## Exercices à traiter
1. Recopiez tout le passage de la critique de film qui va de « 14 Juillet 1789, un » jusqu'à « à 12 personnes. ».
2. D'après la critique de film, quel est le principal problème du film ?

## Texte extrait
14 Juillet 1789, un bébé se meurt, non loin de la Bastille. Dans la liesse générale , la mort est bien présents comme le recto d'une pièce commune, partagée avec la vie. La révolution française a un prix. Certes étonnement faible à la vue du film de Pierre Schoeller. En effet, très rares sont les morts ici et il devient alors risible, presque, d'entendre Adèle Haennel parler à la police de 400 000 citoyens morts pour la liberté, comme une déléguée syndicale aujourd'hui annoncerait des chiffres colossaux d'une manifestation à 12 personnes.
Le film semble ambitionner d'être une fresque de la période fondatrice de la France moderne. Il finit cependant par se tromper de cible et de point de vue. Le principal problème du film, c'est sa mise en scène, son histoire étant finalement difficilement en cause, et donc l'histoire de chacun de ses personnages. La liberté du peuple a été gagné par celui-ci, mais était-il nécessaire de lui accorder la place principale de ce film, je veux dire, était-il astucieux, y avait-il un intérêt à tant montrer ce peuple ? N'aurait-il pas été plus intéressant de construire le film comme un huis-clos dans l'assemblée ? Avec tant de personnalités importantes de l'histoire.

## Enregistrements fournis
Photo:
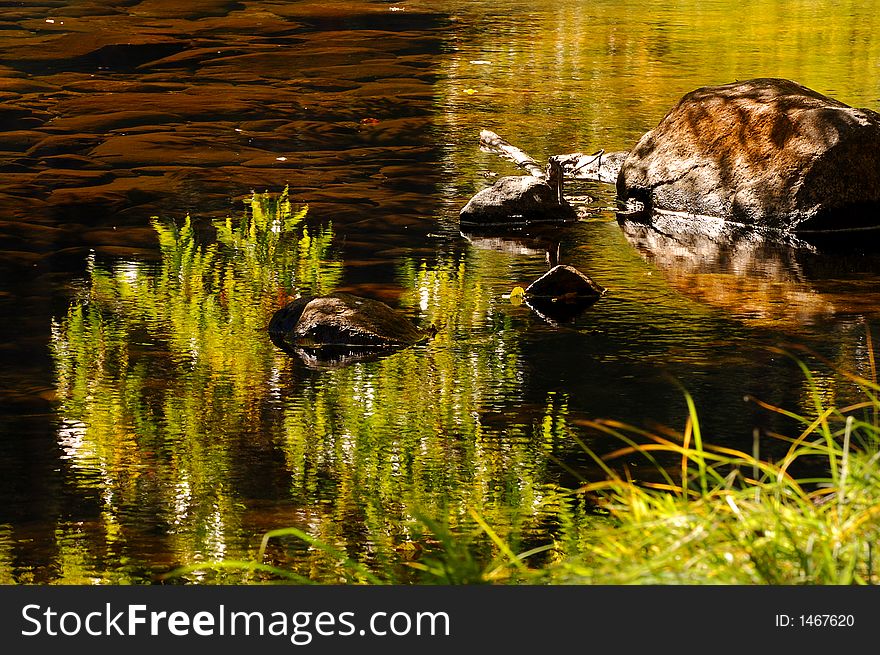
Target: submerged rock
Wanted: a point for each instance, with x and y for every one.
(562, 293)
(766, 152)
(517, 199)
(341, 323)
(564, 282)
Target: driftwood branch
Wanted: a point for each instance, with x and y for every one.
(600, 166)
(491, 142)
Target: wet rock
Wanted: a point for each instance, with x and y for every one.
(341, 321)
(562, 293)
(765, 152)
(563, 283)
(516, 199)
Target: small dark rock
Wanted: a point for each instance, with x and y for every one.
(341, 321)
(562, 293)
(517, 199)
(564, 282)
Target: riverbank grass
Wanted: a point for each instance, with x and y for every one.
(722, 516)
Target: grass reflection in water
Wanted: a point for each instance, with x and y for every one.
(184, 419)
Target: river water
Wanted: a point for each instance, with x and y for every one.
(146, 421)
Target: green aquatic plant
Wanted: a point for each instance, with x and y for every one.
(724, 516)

## Corrigés des exercices
1.
14 Juillet 1789, un bébé se meurt, non loin de la Bastille. Dans la liesse générale , la mort est bien présents comme le recto d'une pièce commune, partagée avec la vie. La révolution française a un prix. Certes étonnement faible à la vue du film de Pierre Schoeller. En effet, très rares sont les morts ici et il devient alors risible, presque, d'entendre Adèle Haennel parler à la police de 400 000 citoyens morts pour la liberté, comme une déléguée syndicale aujourd'hui annoncerait des chiffres colossaux d'une manifestation à 12 personnes.

2. Sa mise en scène.